* [Study text]
Today my city is San Francisco, my kids are grown and happy, my new husband (of 28 years) is a former journalist, fervent feminist, college basketball fanatic and good cook. We wouldn't think of belonging to a country club. We're into voluntary simplicity. And as an organizer, I help people get rid of those ubiquitous catalogs that keep coming. (Visit catalogchoice.org to opt out of as many as you'd like at one time. It's a joint project of environmental organizations that include the Ecology Center in Berkeley.)

I was fantasizing about what a catalog might offer if it wasn't trying to seduce us into buying things we don't need, spending money we don't have and feeling badly about ourselves if we don't have all the stuff on those glossy pages. I don't think we realize how much we are affected by the bombardment of advertising. I was on the way to pick up my husband at work for a home-cooked meal when I heard one phrase on the radio -- Big Vinnie -- and the car detoured itself to Round Table for a pepperoni pizza. Honestly. I know that shows lack of control on my part, but it also illustrates the strength of branding on our purchasing habits. Can you see a red circle and not think of Target?

Anyway, I would love a catalog that offers free classes for boomers to increase the plasticity of their brains. Classes like "How to Play the Ukelele," "How to Learn to Juggle," "How to Figure Out How to Set Up the DVD/Fax/Scanner etc," "How to Keep Up with the Latest Trends on the Internet," "How to Find Old Friends," "How to Trace Your Ancestors," "How to Read Music," "How to Solve the Homeless Problem," or health or peace or planet problem. You get the idea. On the bright side, I just successfully completed my first Sudoku puzzle in the Chronicle. Right after I did the crossword puzzle. Thursday's my favorite right now.

Possibly with the growth of the Internet, catalogs will become a thing of the past, just like my country club days. Newspapers are certainly going that way. Young people mostly get their news from the Internet and I think it's only those of us who have the newspaper habit who still cling to that format. Things are changing and I need to be resiliant and embrace the changes. But I think I'll stick to my Chronicle crossword puzzle awhile longer.

Saturday, January 5, 2008

Reasons to Get Organized Now

This is the first blog of the new year and I'm thinking of good reasons to get organized now. For one, there's the safety issue. If things have gotten a little out of control, getting organized will reduce risks for falls, will help eliminate germs and make it easier to find your exercise gear.

* [Source information]
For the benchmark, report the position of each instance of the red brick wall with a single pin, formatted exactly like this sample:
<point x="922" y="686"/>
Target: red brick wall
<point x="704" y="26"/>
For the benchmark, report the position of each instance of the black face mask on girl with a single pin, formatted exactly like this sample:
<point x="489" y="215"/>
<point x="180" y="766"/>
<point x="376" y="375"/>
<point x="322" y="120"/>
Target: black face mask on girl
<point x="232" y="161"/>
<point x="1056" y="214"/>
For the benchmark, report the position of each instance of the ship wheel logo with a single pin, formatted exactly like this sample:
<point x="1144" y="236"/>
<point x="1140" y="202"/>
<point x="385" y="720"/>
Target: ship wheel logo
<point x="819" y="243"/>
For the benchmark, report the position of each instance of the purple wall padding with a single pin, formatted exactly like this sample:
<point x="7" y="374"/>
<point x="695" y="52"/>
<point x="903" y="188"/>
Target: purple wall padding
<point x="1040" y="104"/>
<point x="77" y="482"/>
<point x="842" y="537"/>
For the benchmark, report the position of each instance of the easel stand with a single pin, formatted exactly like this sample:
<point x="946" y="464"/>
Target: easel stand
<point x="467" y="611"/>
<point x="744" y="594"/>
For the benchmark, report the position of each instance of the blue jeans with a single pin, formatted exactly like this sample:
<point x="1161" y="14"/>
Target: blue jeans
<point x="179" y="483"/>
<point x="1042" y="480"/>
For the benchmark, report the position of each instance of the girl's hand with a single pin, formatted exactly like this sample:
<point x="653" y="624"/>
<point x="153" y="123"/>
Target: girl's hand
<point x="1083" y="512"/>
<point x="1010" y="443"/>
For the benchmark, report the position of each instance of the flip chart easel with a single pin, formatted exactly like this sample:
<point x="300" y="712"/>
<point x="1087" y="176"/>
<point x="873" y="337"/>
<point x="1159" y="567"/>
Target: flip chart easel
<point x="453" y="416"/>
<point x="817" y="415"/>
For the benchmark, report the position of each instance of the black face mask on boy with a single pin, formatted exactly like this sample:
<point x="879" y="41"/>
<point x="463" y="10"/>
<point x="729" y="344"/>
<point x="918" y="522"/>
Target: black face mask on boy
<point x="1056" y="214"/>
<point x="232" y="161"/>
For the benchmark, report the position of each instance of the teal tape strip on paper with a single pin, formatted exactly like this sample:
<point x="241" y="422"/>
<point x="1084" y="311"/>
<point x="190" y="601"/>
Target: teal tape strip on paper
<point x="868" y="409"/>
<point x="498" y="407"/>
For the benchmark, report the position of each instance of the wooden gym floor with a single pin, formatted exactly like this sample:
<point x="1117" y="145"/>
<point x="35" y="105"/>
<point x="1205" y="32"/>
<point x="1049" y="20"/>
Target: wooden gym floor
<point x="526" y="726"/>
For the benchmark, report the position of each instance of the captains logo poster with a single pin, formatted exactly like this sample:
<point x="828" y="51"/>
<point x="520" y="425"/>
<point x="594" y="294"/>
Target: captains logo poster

* [Work instruction 1] List each way the blog post describes the author's husband.
* [Work instruction 2] According to the blog post, what website lets people opt out of many catalogs at one time?
* [Work instruction 3] Write a continuation of the blog post about getting organized, starting after its final sentence.
The records play no part in what is asked here.

* [Reply 1]
former journalist
fervent feminist
college basketball fanatic
good cook

* [Reply 2] catalogchoice.org

* [Reply 3]
According to an article in the New York Times, many people think getting organized means buying the right storage containers, when the reality is that what is needed is to change your behavior. Some of the issues that contribute to the difficulty of getting organized include grief, chronic pain and depression. Some people even find it painful to part with any of their possessions. This can happen when people don't discriminate among their possessions but see them all as unique and a treasure. Sometimes they need help learning how to group, set priorities and discard to create a more harmonious space.

Peter Walsh, author of It's All Too Much, recommends playing the two bag tango game. Every day, fill one trash bag with trash and one with things to give away or sell. (And put out the trash and give away the items!) This is a gradual way to create more space and get more used to letting go of some things. Walsh recommends starting by getting a vision of how you want your home to look and then ask yourself, "Does this contribute to my vision or detract from it?"

I just worked with my daughter to create more order in her home and we had success by dividing the project up into zones -- top dresser drawer in her bedroom, junk drawer in the kitchen, bookshelves in the living room ... you get the picture. We tackled the projects one by one and she was much less overwhelmed and got more done than she expected to in one session.

So getting organized can lead to a safer, more comfortable environment and one where you will be free to pursue those creative projects you might not have had the energy to pursue while distracted by clutter.